*WHAT TO DO*
Go to the line containing "of the curly" in the records below. Repeat it and the lines after it exactly, all the way to the end.

■ ■ ■ ■ ■ ■ ■

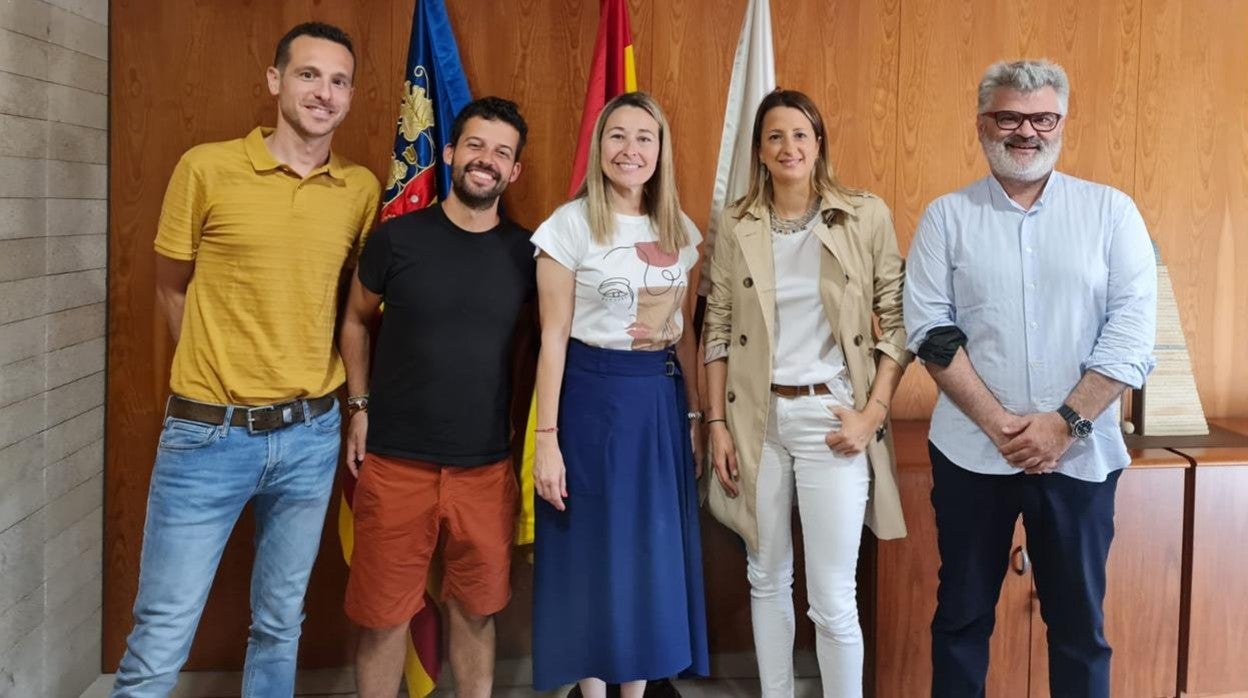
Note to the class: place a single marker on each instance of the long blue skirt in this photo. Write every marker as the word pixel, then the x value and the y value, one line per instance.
pixel 618 576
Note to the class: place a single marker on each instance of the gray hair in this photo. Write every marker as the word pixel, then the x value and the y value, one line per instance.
pixel 1025 76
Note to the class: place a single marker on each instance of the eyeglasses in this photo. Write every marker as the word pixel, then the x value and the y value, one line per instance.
pixel 1042 121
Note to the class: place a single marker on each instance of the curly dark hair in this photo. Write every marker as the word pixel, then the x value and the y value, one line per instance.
pixel 492 109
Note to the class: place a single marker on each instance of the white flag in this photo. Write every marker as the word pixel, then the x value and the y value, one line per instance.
pixel 754 75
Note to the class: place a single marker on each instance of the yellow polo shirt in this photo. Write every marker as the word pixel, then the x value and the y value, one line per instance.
pixel 268 247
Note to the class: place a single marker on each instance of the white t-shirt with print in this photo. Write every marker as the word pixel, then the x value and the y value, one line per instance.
pixel 629 292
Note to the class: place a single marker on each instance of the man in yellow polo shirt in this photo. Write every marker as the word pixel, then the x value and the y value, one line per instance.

■ ■ ■ ■ ■ ■ ■

*WRITTEN RESPONSE*
Note to the class: place a single marker on each instance of the curly dark hair in this photo. Write every marker as the word pixel, then the x value and the y value, one line per instance.
pixel 492 109
Note to the class: place a single marker on each instance of the white flag in this photo. Write every marker as the word pixel, then the x value and the y value, one line per instance.
pixel 754 75
Note to the class: place a single marker on each instance of the yellow polo shirt in this photo. Write every marker as the word pixel, then the x value and the y value, one line per instance.
pixel 268 247
Note to the class: place a single marker on each instance of the white t-shirt with print in this photo. Write every marker as the word pixel, then the x value and the y value, one line per instance.
pixel 629 292
Note to the class: place a single marker on each instance of the man in yellow polo shirt in this photo. Write every marker as the word pixel, then the x value and the y value, one line per instance.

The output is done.